Problem details
Print out every entry, keeping each line identical to the original.

════════

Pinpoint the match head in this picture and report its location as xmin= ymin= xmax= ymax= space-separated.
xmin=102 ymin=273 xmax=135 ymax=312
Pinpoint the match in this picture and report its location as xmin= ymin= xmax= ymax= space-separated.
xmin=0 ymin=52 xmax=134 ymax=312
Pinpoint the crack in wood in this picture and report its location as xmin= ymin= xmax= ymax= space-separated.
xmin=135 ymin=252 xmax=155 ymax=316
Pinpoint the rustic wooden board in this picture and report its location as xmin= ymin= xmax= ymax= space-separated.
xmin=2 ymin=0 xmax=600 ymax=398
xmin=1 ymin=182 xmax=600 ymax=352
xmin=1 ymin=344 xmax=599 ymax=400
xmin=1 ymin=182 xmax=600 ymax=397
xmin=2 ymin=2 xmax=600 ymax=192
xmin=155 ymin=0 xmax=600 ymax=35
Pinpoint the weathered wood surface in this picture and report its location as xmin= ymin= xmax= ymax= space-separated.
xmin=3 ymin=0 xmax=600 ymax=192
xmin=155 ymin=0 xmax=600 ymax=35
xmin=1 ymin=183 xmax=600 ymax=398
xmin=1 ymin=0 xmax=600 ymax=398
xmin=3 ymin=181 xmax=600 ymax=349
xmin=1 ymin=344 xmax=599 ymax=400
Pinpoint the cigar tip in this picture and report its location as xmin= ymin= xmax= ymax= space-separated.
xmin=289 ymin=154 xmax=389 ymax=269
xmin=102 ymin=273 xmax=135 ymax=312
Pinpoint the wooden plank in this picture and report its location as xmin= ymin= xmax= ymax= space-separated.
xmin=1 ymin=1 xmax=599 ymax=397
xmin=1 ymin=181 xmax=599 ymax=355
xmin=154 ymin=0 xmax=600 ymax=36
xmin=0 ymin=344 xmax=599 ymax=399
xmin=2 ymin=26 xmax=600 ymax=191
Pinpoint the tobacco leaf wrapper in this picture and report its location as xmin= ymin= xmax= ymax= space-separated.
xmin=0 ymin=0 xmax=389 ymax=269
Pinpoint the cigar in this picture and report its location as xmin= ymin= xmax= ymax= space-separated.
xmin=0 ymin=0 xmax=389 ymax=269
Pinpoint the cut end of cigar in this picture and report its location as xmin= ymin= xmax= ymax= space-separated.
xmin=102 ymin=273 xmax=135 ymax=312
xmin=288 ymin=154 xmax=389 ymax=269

════════

Problem solution
Pinpoint the match head in this picture and report its location as xmin= ymin= xmax= ymax= space-separated.
xmin=102 ymin=273 xmax=135 ymax=312
Pinpoint the match in this picture and report its location as xmin= ymin= xmax= ymax= space-separated.
xmin=0 ymin=52 xmax=134 ymax=312
Pinpoint the crack in wood in this picture and report its location as xmin= ymin= xmax= ymax= space-separated.
xmin=135 ymin=252 xmax=155 ymax=316
Pinpoint the rustic wooden board in this picture and report its location as xmin= ymin= xmax= ymax= space-separated.
xmin=2 ymin=0 xmax=600 ymax=398
xmin=1 ymin=182 xmax=600 ymax=352
xmin=1 ymin=344 xmax=599 ymax=400
xmin=1 ymin=182 xmax=600 ymax=397
xmin=2 ymin=2 xmax=600 ymax=192
xmin=155 ymin=0 xmax=600 ymax=35
Pinpoint the weathered wood surface in this picture and report its location as xmin= ymin= xmax= ymax= space-separated.
xmin=3 ymin=0 xmax=600 ymax=192
xmin=155 ymin=0 xmax=600 ymax=35
xmin=1 ymin=183 xmax=600 ymax=398
xmin=1 ymin=0 xmax=600 ymax=398
xmin=3 ymin=181 xmax=600 ymax=349
xmin=1 ymin=344 xmax=599 ymax=400
Pinpoint the cigar tip in this picture and report its location as xmin= ymin= xmax= ymax= space-separated.
xmin=289 ymin=154 xmax=389 ymax=269
xmin=102 ymin=273 xmax=135 ymax=312
Pinpoint the wooden plank in this picture and report its location as xmin= ymin= xmax= ymax= space-separated.
xmin=1 ymin=1 xmax=599 ymax=397
xmin=1 ymin=181 xmax=599 ymax=355
xmin=154 ymin=0 xmax=600 ymax=36
xmin=0 ymin=344 xmax=599 ymax=399
xmin=2 ymin=26 xmax=600 ymax=191
Pinpoint the tobacco leaf wrapper in this picture and report its location as xmin= ymin= xmax= ymax= space-separated.
xmin=0 ymin=0 xmax=389 ymax=269
Pinpoint the cigar in this picture and report its location as xmin= ymin= xmax= ymax= space-separated.
xmin=0 ymin=0 xmax=389 ymax=269
Pinpoint the cut end of cigar in this picture and report its location as xmin= ymin= xmax= ymax= space-separated.
xmin=102 ymin=273 xmax=135 ymax=312
xmin=288 ymin=154 xmax=389 ymax=269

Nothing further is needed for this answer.